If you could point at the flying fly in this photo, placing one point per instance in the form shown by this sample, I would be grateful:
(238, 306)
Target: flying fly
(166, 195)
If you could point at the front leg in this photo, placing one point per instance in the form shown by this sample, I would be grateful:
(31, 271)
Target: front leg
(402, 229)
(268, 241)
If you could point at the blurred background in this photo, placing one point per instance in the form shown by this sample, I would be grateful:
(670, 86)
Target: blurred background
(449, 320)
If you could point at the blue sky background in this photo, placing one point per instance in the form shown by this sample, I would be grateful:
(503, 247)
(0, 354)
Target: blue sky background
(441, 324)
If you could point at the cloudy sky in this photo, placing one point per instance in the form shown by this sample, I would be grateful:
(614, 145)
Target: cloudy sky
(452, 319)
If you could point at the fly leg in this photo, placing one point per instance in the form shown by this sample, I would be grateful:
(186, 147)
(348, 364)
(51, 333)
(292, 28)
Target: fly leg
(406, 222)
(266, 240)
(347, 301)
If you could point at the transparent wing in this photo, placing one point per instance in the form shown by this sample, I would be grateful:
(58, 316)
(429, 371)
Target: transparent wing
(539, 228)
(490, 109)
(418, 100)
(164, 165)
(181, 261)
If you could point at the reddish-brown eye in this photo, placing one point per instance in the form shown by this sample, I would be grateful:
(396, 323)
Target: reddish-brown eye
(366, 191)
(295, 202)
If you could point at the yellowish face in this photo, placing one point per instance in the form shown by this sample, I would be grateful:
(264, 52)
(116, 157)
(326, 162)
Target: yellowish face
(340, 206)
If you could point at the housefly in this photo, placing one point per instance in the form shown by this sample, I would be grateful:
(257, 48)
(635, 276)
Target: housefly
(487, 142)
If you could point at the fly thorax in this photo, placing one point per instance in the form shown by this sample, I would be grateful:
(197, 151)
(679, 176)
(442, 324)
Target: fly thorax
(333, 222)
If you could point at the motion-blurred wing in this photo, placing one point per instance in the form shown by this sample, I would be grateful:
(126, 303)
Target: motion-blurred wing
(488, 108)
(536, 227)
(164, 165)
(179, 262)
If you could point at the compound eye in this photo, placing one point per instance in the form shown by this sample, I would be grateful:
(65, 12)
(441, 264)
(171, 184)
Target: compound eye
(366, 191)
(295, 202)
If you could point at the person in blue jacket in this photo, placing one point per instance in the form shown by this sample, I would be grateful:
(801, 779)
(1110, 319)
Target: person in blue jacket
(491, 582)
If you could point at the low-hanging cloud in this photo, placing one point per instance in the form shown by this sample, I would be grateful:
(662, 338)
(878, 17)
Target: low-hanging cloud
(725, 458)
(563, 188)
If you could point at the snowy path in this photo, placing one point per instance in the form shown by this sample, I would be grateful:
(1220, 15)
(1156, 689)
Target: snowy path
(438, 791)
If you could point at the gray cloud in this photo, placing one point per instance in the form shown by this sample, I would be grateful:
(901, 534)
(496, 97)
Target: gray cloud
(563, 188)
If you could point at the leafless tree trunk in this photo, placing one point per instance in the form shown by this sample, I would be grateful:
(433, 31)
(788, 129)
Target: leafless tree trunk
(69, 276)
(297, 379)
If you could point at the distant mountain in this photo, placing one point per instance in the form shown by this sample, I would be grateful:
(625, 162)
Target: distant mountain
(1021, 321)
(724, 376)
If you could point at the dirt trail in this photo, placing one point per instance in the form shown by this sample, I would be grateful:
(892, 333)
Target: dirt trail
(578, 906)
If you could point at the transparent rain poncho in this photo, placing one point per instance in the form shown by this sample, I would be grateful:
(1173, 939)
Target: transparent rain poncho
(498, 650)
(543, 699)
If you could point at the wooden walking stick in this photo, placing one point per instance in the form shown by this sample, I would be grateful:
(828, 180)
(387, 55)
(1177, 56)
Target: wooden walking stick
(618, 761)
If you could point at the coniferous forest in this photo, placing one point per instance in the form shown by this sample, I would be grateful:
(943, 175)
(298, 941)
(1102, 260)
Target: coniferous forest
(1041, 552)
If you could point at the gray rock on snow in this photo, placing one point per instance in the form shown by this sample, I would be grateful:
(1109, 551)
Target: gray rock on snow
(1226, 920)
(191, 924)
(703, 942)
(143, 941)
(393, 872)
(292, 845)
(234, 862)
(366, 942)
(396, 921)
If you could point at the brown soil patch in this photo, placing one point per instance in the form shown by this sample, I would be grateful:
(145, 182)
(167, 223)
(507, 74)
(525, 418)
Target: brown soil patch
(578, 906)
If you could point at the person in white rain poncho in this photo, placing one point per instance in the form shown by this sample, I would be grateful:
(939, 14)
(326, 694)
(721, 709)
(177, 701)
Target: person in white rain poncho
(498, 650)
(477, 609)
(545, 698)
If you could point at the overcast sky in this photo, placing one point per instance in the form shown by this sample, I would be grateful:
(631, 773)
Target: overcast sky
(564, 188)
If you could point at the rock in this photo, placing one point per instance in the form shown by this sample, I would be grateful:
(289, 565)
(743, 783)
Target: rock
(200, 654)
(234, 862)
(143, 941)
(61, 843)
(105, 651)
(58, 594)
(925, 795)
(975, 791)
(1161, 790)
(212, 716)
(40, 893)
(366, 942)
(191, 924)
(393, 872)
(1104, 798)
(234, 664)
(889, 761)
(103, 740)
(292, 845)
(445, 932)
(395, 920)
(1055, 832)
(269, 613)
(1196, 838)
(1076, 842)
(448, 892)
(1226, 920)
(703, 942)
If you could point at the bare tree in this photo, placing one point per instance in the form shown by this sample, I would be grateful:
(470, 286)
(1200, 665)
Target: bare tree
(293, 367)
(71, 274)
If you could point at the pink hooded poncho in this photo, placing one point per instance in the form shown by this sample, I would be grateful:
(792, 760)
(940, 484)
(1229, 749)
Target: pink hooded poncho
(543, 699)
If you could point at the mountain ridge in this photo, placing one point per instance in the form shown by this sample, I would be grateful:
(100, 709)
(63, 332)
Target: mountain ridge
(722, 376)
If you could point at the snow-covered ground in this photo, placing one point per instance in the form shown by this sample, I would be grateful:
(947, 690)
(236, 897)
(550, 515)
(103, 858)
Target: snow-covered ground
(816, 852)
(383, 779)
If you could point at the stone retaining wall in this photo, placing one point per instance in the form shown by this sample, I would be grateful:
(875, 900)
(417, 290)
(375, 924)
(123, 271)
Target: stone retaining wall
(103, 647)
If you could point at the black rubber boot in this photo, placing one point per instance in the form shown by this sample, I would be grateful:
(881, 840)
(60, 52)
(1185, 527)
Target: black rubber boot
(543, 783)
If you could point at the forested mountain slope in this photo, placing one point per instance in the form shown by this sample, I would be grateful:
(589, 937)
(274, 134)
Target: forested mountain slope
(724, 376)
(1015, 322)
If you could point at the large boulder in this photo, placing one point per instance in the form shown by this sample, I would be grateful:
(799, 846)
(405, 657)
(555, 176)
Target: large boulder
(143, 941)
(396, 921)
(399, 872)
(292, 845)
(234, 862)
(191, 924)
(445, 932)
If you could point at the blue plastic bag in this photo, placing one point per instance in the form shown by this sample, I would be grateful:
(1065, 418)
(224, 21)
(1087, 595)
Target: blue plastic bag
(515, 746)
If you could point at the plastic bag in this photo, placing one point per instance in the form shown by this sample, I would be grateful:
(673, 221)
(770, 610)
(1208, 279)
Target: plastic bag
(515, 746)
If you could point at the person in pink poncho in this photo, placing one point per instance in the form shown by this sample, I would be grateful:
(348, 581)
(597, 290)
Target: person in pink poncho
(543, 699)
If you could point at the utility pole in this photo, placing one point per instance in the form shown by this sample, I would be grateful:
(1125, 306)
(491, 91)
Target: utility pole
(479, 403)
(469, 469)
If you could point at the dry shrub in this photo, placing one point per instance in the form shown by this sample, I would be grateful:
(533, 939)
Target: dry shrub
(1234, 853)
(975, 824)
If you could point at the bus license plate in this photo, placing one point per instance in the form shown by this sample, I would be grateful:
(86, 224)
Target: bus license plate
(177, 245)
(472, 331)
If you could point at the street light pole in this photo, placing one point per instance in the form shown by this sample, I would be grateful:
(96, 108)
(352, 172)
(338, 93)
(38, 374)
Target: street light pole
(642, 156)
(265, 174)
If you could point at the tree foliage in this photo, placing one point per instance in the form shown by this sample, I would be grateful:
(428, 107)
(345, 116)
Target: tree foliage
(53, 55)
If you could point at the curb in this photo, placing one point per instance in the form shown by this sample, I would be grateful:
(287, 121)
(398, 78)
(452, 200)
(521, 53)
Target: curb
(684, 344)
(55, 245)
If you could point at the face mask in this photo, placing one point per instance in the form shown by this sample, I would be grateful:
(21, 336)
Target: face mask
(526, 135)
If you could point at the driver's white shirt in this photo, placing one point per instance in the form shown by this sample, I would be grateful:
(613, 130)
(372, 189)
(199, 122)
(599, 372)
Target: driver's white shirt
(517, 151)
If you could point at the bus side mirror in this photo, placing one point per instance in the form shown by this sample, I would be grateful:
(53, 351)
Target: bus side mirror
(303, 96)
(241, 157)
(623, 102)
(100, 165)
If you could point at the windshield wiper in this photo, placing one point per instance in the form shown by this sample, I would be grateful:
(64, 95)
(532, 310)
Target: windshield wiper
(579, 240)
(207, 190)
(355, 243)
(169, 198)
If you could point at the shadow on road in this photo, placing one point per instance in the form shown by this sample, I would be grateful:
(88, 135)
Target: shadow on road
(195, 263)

EXERCISE
An exact copy of the lines from the one containing "If you could point at the shadow" through the last line of the material, both included, is to be printed, and nothing else.

YOUR RESPONSE
If you could point at the shadow on road in this photo, placing one point per instance in the form shown by this sample, I would be grateful:
(88, 135)
Target: shadow on road
(195, 263)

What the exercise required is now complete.